Substitute "green lawn" for "grass lawn" in the listing lines starting at the top of the listing and going through the line with "M291 2L299 3L299", leaving everything else unchanged. Write out only those lines, without the pictures.

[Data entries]

☆ ☆ ☆ ☆ ☆ ☆ ☆

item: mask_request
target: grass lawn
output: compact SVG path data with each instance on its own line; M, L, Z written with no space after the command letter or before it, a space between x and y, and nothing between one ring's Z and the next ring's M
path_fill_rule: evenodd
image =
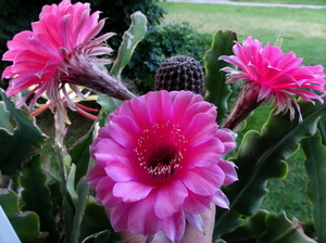
M231 1L233 2L264 2L264 3L326 5L325 0L231 0Z
M160 2L165 23L188 22L199 33L231 29L242 41L251 35L263 43L284 37L283 50L304 57L305 65L326 66L326 9L235 7L221 4Z
M291 2L299 3L299 1ZM188 22L199 33L212 35L220 29L231 29L238 34L239 41L252 35L263 43L274 43L280 35L284 37L283 50L285 52L293 51L297 56L304 57L304 65L322 64L326 66L326 9L176 2L160 2L160 4L167 11L166 24ZM258 108L254 116L248 119L246 130L260 130L268 114L268 104ZM242 136L243 131L239 132L239 137ZM269 193L263 202L263 208L274 213L285 209L289 218L297 217L301 221L310 218L311 207L305 199L308 180L303 162L303 153L298 151L288 159L289 174L287 178L268 181Z

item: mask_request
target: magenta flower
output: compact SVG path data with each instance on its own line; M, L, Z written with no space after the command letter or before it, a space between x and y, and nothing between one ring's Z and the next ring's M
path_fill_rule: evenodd
M323 79L326 75L323 73L323 66L300 66L303 59L297 59L293 52L283 54L283 51L269 46L262 48L259 40L252 40L251 36L242 44L236 42L233 48L235 55L222 55L218 60L224 60L241 69L224 67L222 71L228 72L228 82L244 80L242 98L240 102L247 106L255 108L259 104L271 99L274 100L273 107L277 106L275 114L290 111L291 119L294 117L297 107L302 120L300 107L293 95L301 97L304 101L314 102L316 99L323 102L323 99L308 89L317 90L325 93ZM246 99L246 101L243 101ZM252 112L252 110L250 107ZM244 106L239 111L246 110ZM237 113L239 113L237 111ZM229 126L227 126L229 127Z
M165 90L125 101L100 129L90 153L97 165L89 184L113 208L115 231L173 242L186 221L202 230L200 213L210 204L227 208L222 186L237 180L235 165L221 156L235 142L218 129L216 107L190 91Z
M83 94L78 92L77 85L108 92L122 100L134 97L101 69L103 64L112 61L98 59L97 55L112 52L104 41L114 34L93 39L104 25L104 20L98 21L99 14L99 11L90 14L89 3L72 4L70 0L63 0L59 5L45 5L39 21L32 24L33 30L18 33L8 42L9 51L2 60L11 61L13 65L4 69L2 78L13 79L7 94L15 95L36 86L29 92L29 95L35 93L30 110L43 92L63 108L60 89L68 106L74 110L65 84L79 97ZM17 106L29 95L21 100Z

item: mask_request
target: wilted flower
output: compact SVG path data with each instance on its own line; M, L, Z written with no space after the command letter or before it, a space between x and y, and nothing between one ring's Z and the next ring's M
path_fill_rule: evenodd
M77 87L78 90L80 91L80 93L83 93L83 98L79 98L76 95L76 93L74 92L74 90L70 89L68 87L66 87L67 90L67 94L70 95L70 99L74 102L74 111L76 111L77 113L79 113L80 115L85 116L86 118L96 120L98 119L97 115L92 115L89 112L92 113L98 113L99 111L96 108L90 108L87 107L83 104L80 104L80 101L96 101L98 99L97 94L92 94L88 89L86 89L85 87ZM29 87L28 90L32 90L33 87ZM85 92L85 93L84 93ZM62 104L64 106L67 106L65 97L62 94L62 92L60 92L60 97L62 100ZM53 101L49 100L49 98L46 95L46 93L41 94L41 98L43 98L45 100L47 100L46 103L36 103L35 104L35 111L30 113L32 116L38 116L40 113L42 113L43 111L46 111L47 108L50 108L53 106ZM67 125L71 125L71 120L67 116L67 114L65 115L65 123Z
M22 99L22 105L35 93L29 108L46 92L53 103L63 110L59 90L65 94L67 105L75 107L65 89L68 84L77 94L77 85L105 92L121 100L134 97L120 81L114 80L101 68L112 61L98 59L108 55L112 49L104 43L114 34L109 33L93 39L104 25L98 21L99 11L90 14L89 3L63 0L59 5L45 5L39 21L32 24L33 30L25 30L8 42L9 51L4 61L13 62L8 66L2 78L13 78L7 90L8 95L35 86L35 89ZM83 95L80 95L83 97Z
M173 242L186 221L203 230L200 213L210 204L227 208L220 189L237 180L235 165L221 156L235 142L218 129L216 107L190 91L165 90L125 101L99 130L90 153L97 165L89 184L112 208L115 231Z
M244 80L242 93L238 99L234 113L226 122L225 127L233 129L237 122L241 122L258 105L274 99L273 107L278 107L275 114L290 111L291 119L294 117L294 108L299 112L299 119L302 120L300 106L294 95L301 97L304 101L314 102L312 99L323 99L308 90L317 90L325 93L323 79L323 66L300 66L303 59L297 59L293 52L283 54L283 51L269 46L262 48L259 40L252 40L251 36L242 44L236 42L233 48L235 55L222 55L224 60L241 69L224 67L222 71L228 72L228 82ZM247 113L247 114L243 114ZM236 117L235 117L236 116ZM243 116L240 118L240 116Z

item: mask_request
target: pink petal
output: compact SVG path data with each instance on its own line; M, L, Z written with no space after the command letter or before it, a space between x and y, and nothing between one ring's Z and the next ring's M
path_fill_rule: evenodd
M191 191L188 191L188 196L186 197L183 208L190 214L199 214L210 208L212 202L212 195L198 195Z
M156 233L163 220L153 210L155 195L149 195L134 204L128 218L128 229L136 234L150 235Z
M114 184L113 195L122 197L124 203L134 203L147 197L152 189L153 187L138 181L126 181Z
M217 165L225 174L223 186L228 186L238 180L236 165L234 163L220 158L220 162Z
M111 213L110 222L116 232L121 232L128 229L128 218L133 207L133 203L121 203L113 208Z
M204 221L202 220L200 214L189 214L188 212L185 212L185 217L191 226L193 226L199 231L204 232Z
M188 191L179 180L173 180L158 190L154 212L159 218L167 218L180 209Z
M212 168L197 167L180 175L180 180L196 194L212 195L224 182L224 172L217 166Z
M97 183L104 177L106 177L105 170L96 165L87 174L87 183L90 187L96 188Z
M97 187L97 199L106 207L114 207L122 202L122 199L115 196L113 192L115 181L110 177L101 179Z
M226 197L226 195L222 192L221 189L218 189L218 190L215 192L215 195L214 195L212 202L213 202L214 204L216 204L217 206L223 207L223 208L228 208L228 206L229 206L229 201L228 201L228 199Z
M165 218L162 230L172 242L179 242L186 230L184 212L175 213L173 216Z

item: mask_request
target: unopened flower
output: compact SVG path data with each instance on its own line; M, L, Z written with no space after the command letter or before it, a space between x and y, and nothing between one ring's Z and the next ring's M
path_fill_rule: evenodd
M45 5L39 21L32 24L33 30L25 30L8 42L9 50L2 60L13 62L2 78L12 78L7 94L15 95L30 86L36 86L17 106L35 94L29 103L32 110L36 100L46 92L57 106L63 110L59 90L65 94L67 105L75 107L64 84L77 90L77 85L108 93L121 100L130 99L130 93L120 81L102 71L109 59L98 55L111 54L112 49L104 43L114 34L95 38L104 25L98 21L99 11L90 14L89 3L63 0L59 5Z
M97 200L112 208L115 231L178 242L186 221L203 230L200 213L227 208L220 189L237 180L222 155L235 146L218 129L216 107L190 91L149 92L124 101L109 115L90 146L97 165L88 174Z
M244 85L225 127L233 129L258 105L271 99L274 99L273 107L277 106L275 114L290 111L290 118L293 119L294 105L299 120L302 120L300 106L293 95L308 102L314 102L313 99L323 102L318 94L311 91L325 93L326 81L323 78L326 75L322 65L300 66L303 59L297 59L293 52L283 54L279 48L268 43L262 48L262 43L256 39L252 40L251 36L242 44L236 42L233 50L235 55L222 55L220 60L240 69L224 67L222 71L228 73L228 82L244 80Z

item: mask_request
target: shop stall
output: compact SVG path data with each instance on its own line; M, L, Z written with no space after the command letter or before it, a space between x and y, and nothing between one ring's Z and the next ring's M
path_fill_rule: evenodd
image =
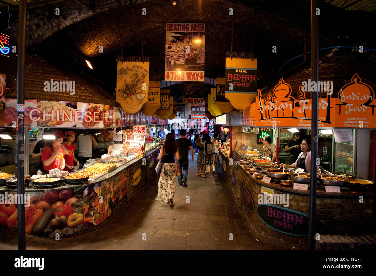
M150 136L147 126L161 126L165 121L141 112L127 114L116 107L41 101L26 102L30 119L25 119L27 130L24 137L25 156L29 157L25 158L26 234L55 238L57 234L91 231L130 200L148 182L147 179L155 178L156 160L164 139ZM14 102L6 100L6 110L12 109ZM48 122L44 121L48 116ZM12 149L16 144L12 124L6 121L3 132L9 133L13 139L2 139L1 143ZM37 174L39 158L31 155L46 130L52 134L56 130L65 133L73 130L78 134L84 128L91 130L98 145L83 168L70 173L55 169L49 175ZM16 206L20 198L16 195L16 164L11 163L1 165L0 198L6 199L10 205L0 204L2 210L6 207L7 217L0 229L17 231Z

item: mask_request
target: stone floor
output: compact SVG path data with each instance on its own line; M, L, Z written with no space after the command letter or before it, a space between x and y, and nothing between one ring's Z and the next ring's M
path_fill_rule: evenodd
M196 170L196 160L190 161L187 187L179 187L177 180L173 208L154 200L156 181L144 187L106 225L59 241L27 236L26 249L293 250L271 243L250 231L219 171L213 179L208 175L204 178L195 175ZM0 231L0 250L17 247L16 233Z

☆ ☆ ☆ ☆ ☆ ☆ ☆

• **ANSWER IN FULL**
item: mask_request
target: green lawn
output: compact SVG path data with each instance on its own line; M, L, Z written with no space after the command letter or before it, a space between x and y, and nothing between one ring's Z and the next ring's M
path_fill_rule: evenodd
image =
M231 1L233 2L264 2L264 3L326 5L325 0L231 0Z
M160 2L165 23L188 22L199 33L231 29L242 41L251 35L263 43L284 37L283 50L304 57L305 65L326 66L326 9L235 7L221 4Z
M291 2L299 3L299 1ZM188 22L199 33L212 35L220 29L231 29L238 34L239 41L252 35L263 43L274 43L280 35L284 37L283 50L285 52L293 51L297 56L304 57L304 65L322 64L326 66L326 9L176 2L160 2L160 4L167 11L166 24ZM258 108L254 116L248 119L246 130L260 130L268 114L268 104ZM242 136L243 131L239 132L239 137ZM269 193L263 202L263 208L274 213L285 209L289 218L297 217L301 221L310 218L311 207L305 199L308 180L303 162L303 153L298 151L288 159L289 174L287 178L268 181Z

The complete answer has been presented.